**Tarefa solicitada A:** Transcreva fielmente, do texto sobre os custos do etanol e do biodiesel, o trecho que se inicia com as palavras contendo "Lei dos rendimentos" e se encerra com "custo 'ótimo' de produtividade.".
**Tarefa solicitada B:** Retome a redação do texto sobre os custos do etanol e do biodiesel, dando sequência à última frase apresentada.

**Texto extraído:**

Lei dos rendimentos decrescentes
Weber Amaral afirma que já se atingiu um patamar tecnológico que permite custos baixíssimos do etanol brasileiro - variando entre US$ 0,32 e US$ 0,38 -, mas atenta que será bastante difícil diminuí-los. "Eles estão muito próximos do custo 'ótimo' de produtividade.
Por outro lado, há o aumento do preço da terra e dos custos de produção agrícola - especialmente devido ao uso de insumos derivados do petróleo, que está em 140 dólares e pode chegar a 200 no final do ano. É um cenário que ameaça a competitividade do etanol, que é o trunfo do Brasil".
Biologia sintética
O professor acrescenta que, se houve 30 anos de investimentos no programa de desenvolvimento do álcool, o mesmo não acontece com a área de biodiesel, onde ainda não se consegue ganhar em escala, devido aos elevados custos de produção. "Os custos superiores ao do diesel na bomba, impedem novos investimentos, inclusive em inovação tecnológica. Enquanto isso, nos Estados Unidos e na Europa, exercícios de inovação que já estão viabilizando combustíveis sintéticos a 8 ou 9 centavos de dólar. Até dez anos atrás, era impensável que o sintético pudesse competir com o nosso etanol".

**Informações fornecidas:**
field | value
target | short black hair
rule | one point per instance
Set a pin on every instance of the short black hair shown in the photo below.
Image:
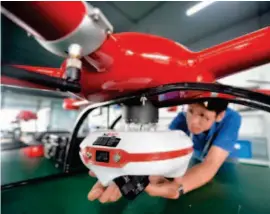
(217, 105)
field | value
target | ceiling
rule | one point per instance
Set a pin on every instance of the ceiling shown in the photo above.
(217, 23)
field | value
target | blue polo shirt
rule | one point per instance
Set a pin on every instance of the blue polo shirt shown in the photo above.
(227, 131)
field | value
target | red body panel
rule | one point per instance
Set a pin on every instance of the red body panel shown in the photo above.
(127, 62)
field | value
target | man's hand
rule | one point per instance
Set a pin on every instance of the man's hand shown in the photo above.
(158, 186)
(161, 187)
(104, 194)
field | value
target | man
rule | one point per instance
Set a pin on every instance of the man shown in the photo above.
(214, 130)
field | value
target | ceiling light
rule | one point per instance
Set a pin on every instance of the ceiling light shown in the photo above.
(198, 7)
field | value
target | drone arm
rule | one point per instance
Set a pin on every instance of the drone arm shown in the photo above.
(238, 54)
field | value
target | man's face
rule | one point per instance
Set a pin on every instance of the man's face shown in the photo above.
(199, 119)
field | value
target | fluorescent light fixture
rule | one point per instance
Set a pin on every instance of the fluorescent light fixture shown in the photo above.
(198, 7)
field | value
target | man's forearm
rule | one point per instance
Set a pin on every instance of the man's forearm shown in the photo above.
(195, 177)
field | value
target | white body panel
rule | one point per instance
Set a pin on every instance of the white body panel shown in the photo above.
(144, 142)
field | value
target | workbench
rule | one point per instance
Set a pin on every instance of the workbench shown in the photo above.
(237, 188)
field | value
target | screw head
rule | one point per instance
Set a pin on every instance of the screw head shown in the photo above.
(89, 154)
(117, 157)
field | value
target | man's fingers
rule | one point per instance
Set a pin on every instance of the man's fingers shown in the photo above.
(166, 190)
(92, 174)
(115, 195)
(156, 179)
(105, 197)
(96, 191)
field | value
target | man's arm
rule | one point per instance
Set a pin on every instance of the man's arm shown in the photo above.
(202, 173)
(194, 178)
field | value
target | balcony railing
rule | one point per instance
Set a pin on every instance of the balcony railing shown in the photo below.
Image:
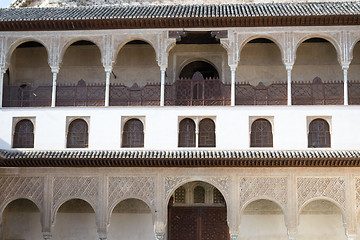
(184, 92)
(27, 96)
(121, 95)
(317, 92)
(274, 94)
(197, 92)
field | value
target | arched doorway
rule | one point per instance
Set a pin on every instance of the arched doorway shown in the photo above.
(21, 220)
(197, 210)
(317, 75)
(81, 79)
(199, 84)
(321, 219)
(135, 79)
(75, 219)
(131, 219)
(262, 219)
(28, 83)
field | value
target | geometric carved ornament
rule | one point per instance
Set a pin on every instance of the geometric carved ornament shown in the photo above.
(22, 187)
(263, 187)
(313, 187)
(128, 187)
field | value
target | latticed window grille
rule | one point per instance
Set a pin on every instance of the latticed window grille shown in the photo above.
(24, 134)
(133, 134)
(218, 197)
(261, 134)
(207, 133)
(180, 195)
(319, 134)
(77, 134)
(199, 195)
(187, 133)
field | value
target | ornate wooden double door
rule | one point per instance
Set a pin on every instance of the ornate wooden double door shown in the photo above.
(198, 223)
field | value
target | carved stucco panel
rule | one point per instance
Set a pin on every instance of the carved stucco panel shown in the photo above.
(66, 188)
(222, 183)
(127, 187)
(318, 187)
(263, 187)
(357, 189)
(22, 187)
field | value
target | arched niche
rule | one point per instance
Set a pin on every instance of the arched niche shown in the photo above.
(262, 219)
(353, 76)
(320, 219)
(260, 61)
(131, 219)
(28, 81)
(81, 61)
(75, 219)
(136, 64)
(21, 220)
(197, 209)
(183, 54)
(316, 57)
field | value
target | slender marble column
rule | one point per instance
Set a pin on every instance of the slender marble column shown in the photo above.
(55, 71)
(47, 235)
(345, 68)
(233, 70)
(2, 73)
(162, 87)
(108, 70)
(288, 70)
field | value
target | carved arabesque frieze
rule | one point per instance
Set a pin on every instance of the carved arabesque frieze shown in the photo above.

**Resposta final A:**
Lei dos rendimentos decrescentes
Weber Amaral afirma que já se atingiu um patamar tecnológico que permite custos baixíssimos do etanol brasileiro - variando entre US$ 0,32 e US$ 0,38 -, mas atenta que será bastante difícil diminuí-los. "Eles estão muito próximos do custo 'ótimo' de produtividade.

**Resposta final B:**
Nesta linha, Weber lembra outro exemplo da Universidade de Berkeley, onde três pós-doutorandos de biologia sintética captaram US$ 120 milhões na iniciativa privada para isolar uma bactéria capaz de produzir um composto (hidrocarboneto) bastante semelhante ao diesel. "Os três jovens criaram uma empresa que em dois anos será de capital aberto, mas cujo valor atual de mercado já é de US$ 200 milhões".
Investimentos globais em energias renováveis
A tendência de alocação de investimentos globais em energias renováveis, na visão do pesquisador, é de que eles chegarão a US$ 100 bilhões em 2010, o que representam 15% do total de recursos em P&D. "O Brasil investe apenas 1,1% do seu PIB em inovação, contra 3,4% da Alemanha, 3,1% da França e 1,5% da Espanha. Fragmentando o 1,1%, veremos que apenas 31% vêm de empresas e a maior parte de transnacionais, que não geram inovação, apenas adaptam tecnologias desenvolvidas lá fora".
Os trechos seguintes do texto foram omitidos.